Starting at the line that contains "TARGET: wet hair", copy each line through the final one exactly as written.

--- BEGIN DATASET RECORDS ---

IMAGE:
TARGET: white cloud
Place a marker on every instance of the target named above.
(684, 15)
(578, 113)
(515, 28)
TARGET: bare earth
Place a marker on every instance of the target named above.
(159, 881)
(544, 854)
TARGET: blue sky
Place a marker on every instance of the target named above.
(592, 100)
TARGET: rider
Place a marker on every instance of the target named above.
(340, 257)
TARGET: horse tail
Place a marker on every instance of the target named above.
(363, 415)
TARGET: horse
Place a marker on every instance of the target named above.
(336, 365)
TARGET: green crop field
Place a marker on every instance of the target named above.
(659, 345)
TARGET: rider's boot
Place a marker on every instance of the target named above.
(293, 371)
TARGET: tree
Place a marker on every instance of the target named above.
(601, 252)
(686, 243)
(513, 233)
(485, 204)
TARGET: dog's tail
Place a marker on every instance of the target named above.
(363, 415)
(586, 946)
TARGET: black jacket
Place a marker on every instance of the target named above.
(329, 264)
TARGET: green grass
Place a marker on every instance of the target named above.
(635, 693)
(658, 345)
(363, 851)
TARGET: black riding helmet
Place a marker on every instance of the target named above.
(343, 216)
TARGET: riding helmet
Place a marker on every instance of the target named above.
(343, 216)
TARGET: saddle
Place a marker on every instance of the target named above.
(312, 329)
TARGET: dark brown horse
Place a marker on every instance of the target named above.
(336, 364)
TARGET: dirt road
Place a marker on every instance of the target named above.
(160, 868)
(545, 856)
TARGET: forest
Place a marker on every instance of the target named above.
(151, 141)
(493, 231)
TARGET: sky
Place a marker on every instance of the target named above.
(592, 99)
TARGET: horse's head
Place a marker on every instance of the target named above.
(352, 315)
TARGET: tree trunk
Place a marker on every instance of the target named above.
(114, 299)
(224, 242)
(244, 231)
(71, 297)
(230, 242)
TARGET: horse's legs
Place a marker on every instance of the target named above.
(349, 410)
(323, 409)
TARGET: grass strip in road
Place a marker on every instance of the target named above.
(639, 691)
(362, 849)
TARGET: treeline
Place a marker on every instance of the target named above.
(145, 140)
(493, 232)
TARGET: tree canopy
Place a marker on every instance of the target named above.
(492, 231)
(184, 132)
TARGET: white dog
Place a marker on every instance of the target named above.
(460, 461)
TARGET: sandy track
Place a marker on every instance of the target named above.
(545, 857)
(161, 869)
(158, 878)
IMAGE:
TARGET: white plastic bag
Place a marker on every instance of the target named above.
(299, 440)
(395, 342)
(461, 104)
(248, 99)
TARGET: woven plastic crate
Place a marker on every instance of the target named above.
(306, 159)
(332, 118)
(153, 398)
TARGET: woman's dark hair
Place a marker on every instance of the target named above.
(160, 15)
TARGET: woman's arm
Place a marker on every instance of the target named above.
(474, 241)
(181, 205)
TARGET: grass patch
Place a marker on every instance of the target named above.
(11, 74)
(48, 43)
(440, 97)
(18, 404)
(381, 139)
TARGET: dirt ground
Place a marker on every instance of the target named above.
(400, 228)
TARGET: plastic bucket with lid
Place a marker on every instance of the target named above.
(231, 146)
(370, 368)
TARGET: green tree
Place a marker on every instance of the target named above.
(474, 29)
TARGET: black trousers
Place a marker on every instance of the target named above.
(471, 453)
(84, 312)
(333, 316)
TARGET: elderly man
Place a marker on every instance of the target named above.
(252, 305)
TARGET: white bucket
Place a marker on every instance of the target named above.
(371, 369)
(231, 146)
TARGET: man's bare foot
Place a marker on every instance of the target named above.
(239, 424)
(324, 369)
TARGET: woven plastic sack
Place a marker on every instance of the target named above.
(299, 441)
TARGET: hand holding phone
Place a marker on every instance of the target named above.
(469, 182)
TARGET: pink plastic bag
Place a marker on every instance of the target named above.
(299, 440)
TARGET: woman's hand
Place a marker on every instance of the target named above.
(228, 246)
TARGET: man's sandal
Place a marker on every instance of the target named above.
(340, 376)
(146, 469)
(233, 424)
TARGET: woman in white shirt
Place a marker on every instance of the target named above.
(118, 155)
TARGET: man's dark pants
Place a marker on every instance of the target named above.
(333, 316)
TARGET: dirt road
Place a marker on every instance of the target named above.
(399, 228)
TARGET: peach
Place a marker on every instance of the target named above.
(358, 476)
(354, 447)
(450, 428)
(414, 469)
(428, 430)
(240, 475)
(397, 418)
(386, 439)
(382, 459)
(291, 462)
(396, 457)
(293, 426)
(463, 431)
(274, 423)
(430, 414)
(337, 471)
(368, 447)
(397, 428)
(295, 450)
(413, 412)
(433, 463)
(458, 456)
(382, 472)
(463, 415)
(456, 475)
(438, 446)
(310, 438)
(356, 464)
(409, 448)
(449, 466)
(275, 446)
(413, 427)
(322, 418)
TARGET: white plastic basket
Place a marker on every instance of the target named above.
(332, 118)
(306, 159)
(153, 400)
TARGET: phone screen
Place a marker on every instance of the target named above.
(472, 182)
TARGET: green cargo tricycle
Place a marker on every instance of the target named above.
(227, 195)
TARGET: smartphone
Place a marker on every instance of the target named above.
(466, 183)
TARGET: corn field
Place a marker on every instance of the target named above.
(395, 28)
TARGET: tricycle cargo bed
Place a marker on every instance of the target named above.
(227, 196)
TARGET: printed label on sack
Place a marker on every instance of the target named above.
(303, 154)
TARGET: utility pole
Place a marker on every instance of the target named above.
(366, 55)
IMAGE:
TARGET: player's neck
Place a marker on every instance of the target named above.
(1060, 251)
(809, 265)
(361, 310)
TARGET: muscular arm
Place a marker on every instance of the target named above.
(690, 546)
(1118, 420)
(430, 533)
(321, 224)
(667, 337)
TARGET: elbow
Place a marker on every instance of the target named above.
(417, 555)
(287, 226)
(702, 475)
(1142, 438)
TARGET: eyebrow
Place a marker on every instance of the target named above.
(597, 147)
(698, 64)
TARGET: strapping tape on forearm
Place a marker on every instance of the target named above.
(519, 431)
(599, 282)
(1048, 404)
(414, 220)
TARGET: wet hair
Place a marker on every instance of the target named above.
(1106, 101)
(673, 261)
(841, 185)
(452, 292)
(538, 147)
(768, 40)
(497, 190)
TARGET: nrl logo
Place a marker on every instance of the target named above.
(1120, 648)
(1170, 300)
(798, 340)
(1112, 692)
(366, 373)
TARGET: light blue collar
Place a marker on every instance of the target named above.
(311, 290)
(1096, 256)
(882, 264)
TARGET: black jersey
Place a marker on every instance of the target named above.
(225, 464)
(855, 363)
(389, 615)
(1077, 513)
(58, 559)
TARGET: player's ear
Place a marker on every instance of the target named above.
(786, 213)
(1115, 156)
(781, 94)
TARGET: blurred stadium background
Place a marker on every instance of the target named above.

--- END DATASET RECORDS ---

- [EXERCISE RESULT]:
TARGET: wet hair
Place a marker on every instance of the target named above.
(1106, 101)
(673, 261)
(841, 185)
(452, 292)
(538, 147)
(768, 40)
(497, 190)
TARGET: nrl logo
Place a marker on every instance of the target named above.
(1120, 648)
(1170, 300)
(798, 340)
(1112, 692)
(366, 373)
TARGET: light blue collar
Place a marker on every instance of the target named above.
(311, 290)
(1096, 256)
(882, 264)
TARGET: black jersey
Place a marker on every instance of the target named above.
(225, 464)
(855, 363)
(389, 615)
(1077, 513)
(58, 559)
TARGET: player's ear
Place a marker on every instance of the target named above.
(786, 213)
(1115, 156)
(781, 94)
TARGET: blurred stadium background
Place a marker on every instance of the target named above.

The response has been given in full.